■ PROBLEM REQUIREMENTS
The records that follow need to be output exactly as they are.
===== ITEMS
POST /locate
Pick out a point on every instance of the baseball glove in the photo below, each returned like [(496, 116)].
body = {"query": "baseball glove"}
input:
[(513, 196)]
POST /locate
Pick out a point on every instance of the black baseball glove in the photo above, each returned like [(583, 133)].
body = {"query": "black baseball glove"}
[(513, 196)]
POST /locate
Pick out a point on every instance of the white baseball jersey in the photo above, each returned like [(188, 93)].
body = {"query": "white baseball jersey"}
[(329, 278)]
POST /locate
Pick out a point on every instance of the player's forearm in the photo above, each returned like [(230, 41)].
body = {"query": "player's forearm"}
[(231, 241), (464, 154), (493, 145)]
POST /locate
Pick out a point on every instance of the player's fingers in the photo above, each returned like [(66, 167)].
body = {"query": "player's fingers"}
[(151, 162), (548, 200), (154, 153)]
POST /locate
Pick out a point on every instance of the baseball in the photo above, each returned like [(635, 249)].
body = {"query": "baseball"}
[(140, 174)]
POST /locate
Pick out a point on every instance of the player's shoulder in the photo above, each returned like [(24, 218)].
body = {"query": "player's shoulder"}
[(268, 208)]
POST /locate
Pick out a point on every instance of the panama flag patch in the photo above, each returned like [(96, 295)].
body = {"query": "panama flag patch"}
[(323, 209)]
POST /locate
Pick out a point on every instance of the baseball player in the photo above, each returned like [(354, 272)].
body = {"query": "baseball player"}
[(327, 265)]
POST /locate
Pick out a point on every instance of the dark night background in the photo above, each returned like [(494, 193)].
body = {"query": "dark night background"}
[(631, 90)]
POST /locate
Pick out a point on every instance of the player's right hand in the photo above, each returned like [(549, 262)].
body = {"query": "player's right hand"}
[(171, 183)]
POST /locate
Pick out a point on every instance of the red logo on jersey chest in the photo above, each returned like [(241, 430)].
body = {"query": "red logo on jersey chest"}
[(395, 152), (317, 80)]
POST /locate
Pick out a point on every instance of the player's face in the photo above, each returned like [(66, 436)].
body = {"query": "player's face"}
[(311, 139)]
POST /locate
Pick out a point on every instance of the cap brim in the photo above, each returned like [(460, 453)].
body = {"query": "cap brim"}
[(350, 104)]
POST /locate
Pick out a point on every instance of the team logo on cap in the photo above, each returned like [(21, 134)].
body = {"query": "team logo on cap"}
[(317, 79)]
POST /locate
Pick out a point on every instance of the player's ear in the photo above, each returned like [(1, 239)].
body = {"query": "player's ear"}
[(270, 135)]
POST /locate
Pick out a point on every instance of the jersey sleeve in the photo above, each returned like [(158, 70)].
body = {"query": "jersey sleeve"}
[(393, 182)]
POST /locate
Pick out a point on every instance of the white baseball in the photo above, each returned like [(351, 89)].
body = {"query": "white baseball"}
==========
■ FULL SOLUTION
POST /locate
Pick out a point on every instance of the baseball glove in the photo below, each returned like [(496, 116)].
body = {"query": "baseball glove"}
input:
[(513, 196)]
POST /locate
Pick out a point on every instance of the black baseball glove in the photo above, each returned like [(583, 133)].
body = {"query": "black baseball glove"}
[(513, 196)]
POST /locate
Pick out a point on every instance of the white baseball jersey in the photo above, each returned like [(188, 93)].
body = {"query": "white baseball jersey"}
[(329, 278)]
POST /locate
Pick out a point on every instance of the player's forearm in the photo above, each returned like [(230, 41)].
body = {"query": "player's forearm"}
[(231, 241), (464, 154), (493, 145)]
POST /locate
Pick out a point on every instance of the player's fingers in the photo above, each returned like [(66, 167)].
body = {"query": "player's fingers"}
[(151, 162), (548, 200), (154, 153)]
POST /locate
Pick out a point on every instance of the baseball in the photo above, each returned like [(635, 249)].
body = {"query": "baseball"}
[(140, 174)]
POST /locate
Pick out a point on every instance of the player's shoulder in the photo above, each returned like [(24, 218)].
body = {"query": "player's shoulder"}
[(268, 208)]
POST /locate
Pick out a point on every instance of the panama flag patch in the photo above, each returned like [(96, 295)].
body = {"query": "panama flag patch"}
[(323, 209)]
POST /locate
Pick out a point on every instance of the baseball player in the photo above, each returned like [(354, 272)].
body = {"query": "baseball player"}
[(327, 265)]
POST /locate
Pick out a point on every instance of the dark night background in the photo above, each returned like [(494, 193)].
body = {"query": "dark night background"}
[(631, 90)]
POST /locate
Pick out a point on every instance of the player's right hand in the photo above, each returned like [(549, 262)].
body = {"query": "player's right hand"}
[(171, 183)]
POST /locate
Pick out a point on every instance of the red logo on jersey chest in the photo above, each returned like [(241, 430)].
body = {"query": "red logo on jersey chest"}
[(395, 152), (317, 80)]
POST /locate
Pick out a point on every instance of the player's face in the photo above, each returned like [(66, 436)].
body = {"query": "player's face"}
[(311, 139)]
POST /locate
Pick out a point on every instance of the cap brim in the photo above, each returned like [(460, 453)].
body = {"query": "cap brim"}
[(350, 104)]
POST /locate
Pick out a point on every instance of the team logo on cap in the photo above, each returned like [(21, 134)].
body = {"query": "team logo on cap"}
[(317, 79)]
POST /locate
Pick out a point on every instance of the player's ear in the photo above, each returned like [(1, 239)].
body = {"query": "player's ear"}
[(270, 135)]
POST /locate
Pick out a point on every instance of the jersey sleeve in the photo above, each returned like [(158, 70)].
body = {"query": "jersey sleeve"}
[(393, 182)]
POST /locate
Pick out a point on every instance of the white baseball in the photo above, each returned like [(351, 89)].
body = {"query": "white baseball"}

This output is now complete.